# Set exercise
Reproduce the entire passage on punitive damages in financial injury verdicts word for word.

# Document text
Punitive Damages in Financial Injury Verdicts
Punitive damages lie at the heart of the controversy about the civil justice system and have been the focus of reform efforts at both state and local levels of government. Many argue that punitive damages have become an unpredictable feature of the legal landscape, imposing burdens on business that are out of proportion to the alleged wrong-doing. Others counter that punitive damages are necessary to punish and deter egregious behavior and that amounts awarded are reasonably related to corporate behavior.
Previous research conducted by the Institute for Civil Justice (ICJ), based on jury verdicts from 1985 to 1994 in 15 jurisdictions across the country, documented that, in general, punitive damages are rare events. They are awarded in less than 4 percent of all verdicts; however, the average punitive award amount was more than $1 million in many of the jurisdictions examined (Moller, 1996).
This earlier research also established that within certain case types, punitive damages occur relatively more often. In particular, almost half of all punitive awards were made in cases in which the damages were financial, rather than personal in nature. These verdicts, which we call financial injury verdicts to distinguish them from personal injury verdicts, comprise disputes arising from contractual or commercial relationships including, for example, disputes arising from insurance or employment contracts or from unfair business practices.
Little detailed information has been available about financial injury cases. To provide an empirical basis for the ongoing debate about punitive damages, we draw on the ICJ's jury verdict database to describe the number of punitive damage awards in financial injury cases in selected jurisdictions during the period 1985 to 1994 and to examine patterns in these awards. We provide a separate analysis of jury verdicts reached from 1992 to 1997 from all of Alabama. Because caps on punitive damages are a prominent feature of many reform proposals, we also estimate what percentage of the financial injury punitive awards in our database would have been affected by caps of various sizes and how the caps would have affected the total amount of punitive damages awarded in such cases.

# Dataset content
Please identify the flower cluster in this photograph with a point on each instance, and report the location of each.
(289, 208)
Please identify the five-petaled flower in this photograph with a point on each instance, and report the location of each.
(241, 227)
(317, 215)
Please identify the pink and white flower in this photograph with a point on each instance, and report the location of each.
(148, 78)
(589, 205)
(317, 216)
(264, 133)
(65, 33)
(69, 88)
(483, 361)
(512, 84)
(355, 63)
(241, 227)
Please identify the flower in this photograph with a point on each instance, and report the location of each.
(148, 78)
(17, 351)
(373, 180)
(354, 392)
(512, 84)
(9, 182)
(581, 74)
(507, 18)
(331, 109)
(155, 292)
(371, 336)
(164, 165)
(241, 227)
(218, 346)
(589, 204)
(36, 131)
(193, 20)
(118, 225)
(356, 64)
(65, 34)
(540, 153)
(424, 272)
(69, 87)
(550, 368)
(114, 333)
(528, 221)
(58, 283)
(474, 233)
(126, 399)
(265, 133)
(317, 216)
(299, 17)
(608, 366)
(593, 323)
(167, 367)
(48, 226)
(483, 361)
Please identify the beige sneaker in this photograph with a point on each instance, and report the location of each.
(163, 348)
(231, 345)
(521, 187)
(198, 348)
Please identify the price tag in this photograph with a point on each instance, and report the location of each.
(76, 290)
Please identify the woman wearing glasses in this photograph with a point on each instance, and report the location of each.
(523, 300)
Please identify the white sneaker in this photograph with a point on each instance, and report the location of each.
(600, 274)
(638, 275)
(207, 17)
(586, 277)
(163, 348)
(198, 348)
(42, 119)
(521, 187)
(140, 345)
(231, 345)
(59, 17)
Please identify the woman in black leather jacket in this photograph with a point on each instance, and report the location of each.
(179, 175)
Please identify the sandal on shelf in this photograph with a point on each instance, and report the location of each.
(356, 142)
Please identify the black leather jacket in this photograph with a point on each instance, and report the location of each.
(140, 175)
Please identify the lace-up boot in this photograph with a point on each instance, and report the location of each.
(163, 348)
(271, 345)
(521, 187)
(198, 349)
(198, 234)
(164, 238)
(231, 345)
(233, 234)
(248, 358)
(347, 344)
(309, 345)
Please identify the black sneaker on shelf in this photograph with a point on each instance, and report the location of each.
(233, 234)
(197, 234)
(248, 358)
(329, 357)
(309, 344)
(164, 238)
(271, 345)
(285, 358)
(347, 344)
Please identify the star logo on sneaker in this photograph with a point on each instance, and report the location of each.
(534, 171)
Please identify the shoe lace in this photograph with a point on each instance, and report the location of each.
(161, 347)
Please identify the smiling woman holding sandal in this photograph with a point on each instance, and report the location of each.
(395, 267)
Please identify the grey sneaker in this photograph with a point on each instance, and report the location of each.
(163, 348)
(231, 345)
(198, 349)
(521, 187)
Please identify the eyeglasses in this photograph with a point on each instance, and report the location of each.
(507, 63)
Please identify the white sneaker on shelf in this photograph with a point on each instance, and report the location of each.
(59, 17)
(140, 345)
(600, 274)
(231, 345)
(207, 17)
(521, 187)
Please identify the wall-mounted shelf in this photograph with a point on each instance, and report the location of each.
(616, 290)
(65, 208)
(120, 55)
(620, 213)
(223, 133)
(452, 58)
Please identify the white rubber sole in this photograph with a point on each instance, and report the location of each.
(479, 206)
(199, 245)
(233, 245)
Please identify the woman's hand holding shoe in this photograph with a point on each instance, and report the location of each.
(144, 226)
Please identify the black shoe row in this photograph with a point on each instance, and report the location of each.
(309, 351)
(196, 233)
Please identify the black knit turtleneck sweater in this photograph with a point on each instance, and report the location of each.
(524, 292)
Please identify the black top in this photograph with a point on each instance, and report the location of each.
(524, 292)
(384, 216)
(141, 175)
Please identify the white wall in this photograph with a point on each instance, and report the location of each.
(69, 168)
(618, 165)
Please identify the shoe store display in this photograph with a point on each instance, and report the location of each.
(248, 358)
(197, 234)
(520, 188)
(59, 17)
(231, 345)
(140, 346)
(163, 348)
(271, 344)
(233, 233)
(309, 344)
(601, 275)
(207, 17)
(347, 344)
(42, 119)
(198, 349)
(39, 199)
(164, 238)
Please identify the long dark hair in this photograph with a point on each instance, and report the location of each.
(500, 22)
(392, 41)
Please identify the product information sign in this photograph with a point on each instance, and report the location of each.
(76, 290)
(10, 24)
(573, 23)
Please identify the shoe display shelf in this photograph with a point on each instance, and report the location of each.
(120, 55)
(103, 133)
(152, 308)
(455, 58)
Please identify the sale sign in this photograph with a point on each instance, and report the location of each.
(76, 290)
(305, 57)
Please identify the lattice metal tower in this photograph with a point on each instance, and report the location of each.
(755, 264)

---

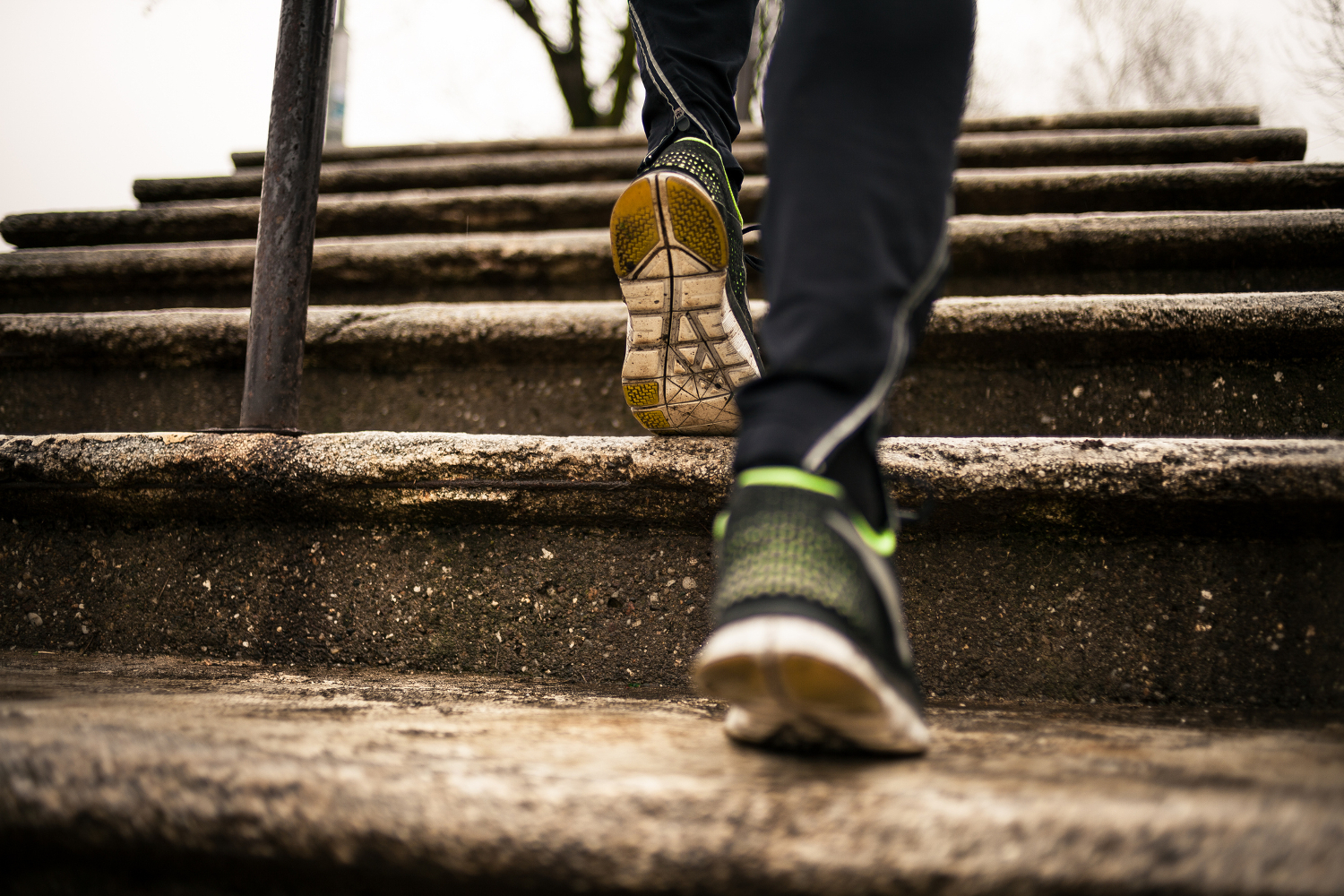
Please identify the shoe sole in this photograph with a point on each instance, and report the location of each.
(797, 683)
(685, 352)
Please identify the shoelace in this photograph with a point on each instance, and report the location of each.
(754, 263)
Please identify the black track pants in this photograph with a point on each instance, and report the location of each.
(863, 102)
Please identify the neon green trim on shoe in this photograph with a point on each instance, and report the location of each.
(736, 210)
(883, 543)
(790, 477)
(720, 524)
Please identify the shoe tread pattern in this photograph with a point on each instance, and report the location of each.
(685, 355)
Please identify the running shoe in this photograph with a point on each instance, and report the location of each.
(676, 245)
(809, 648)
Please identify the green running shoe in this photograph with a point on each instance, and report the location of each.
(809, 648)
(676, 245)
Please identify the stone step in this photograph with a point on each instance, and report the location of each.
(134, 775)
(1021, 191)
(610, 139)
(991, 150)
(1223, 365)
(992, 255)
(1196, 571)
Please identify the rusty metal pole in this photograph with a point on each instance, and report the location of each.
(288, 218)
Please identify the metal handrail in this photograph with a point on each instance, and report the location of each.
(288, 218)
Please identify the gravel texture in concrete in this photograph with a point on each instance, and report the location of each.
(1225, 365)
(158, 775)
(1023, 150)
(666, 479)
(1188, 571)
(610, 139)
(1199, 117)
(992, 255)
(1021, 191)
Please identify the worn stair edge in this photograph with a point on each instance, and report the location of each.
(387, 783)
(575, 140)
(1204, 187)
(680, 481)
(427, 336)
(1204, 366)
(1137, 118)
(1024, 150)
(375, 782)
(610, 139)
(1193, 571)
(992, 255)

# Answer for this exercise
Punitive Damages in Financial Injury Verdicts
Punitive damages lie at the heart of the controversy about the civil justice system and have been the focus of reform efforts at both state and local levels of government. Many argue that punitive damages have become an unpredictable feature of the legal landscape, imposing burdens on business that are out of proportion to the alleged wrong-doing. Others counter that punitive damages are necessary to punish and deter egregious behavior and that amounts awarded are reasonably related to corporate behavior.
Previous research conducted by the Institute for Civil Justice (ICJ), based on jury verdicts from 1985 to 1994 in 15 jurisdictions across the country, documented that, in general, punitive damages are rare events. They are awarded in less than 4 percent of all verdicts; however, the average punitive award amount was more than $1 million in many of the jurisdictions examined (Moller, 1996).
This earlier research also established that within certain case types, punitive damages occur relatively more often. In particular, almost half of all punitive awards were made in cases in which the damages were financial, rather than personal in nature. These verdicts, which we call financial injury verdicts to distinguish them from personal injury verdicts, comprise disputes arising from contractual or commercial relationships including, for example, disputes arising from insurance or employment contracts or from unfair business practices.
Little detailed information has been available about financial injury cases. To provide an empirical basis for the ongoing debate about punitive damages, we draw on the ICJ's jury verdict database to describe the number of punitive damage awards in financial injury cases in selected jurisdictions during the period 1985 to 1994 and to examine patterns in these awards. We provide a separate analysis of jury verdicts reached from 1992 to 1997 from all of Alabama. Because caps on punitive damages are a prominent feature of many reform proposals, we also estimate what percentage of the financial injury punitive awards in our database would have been affected by caps of various sizes and how the caps would have affected the total amount of punitive damages awarded in such cases.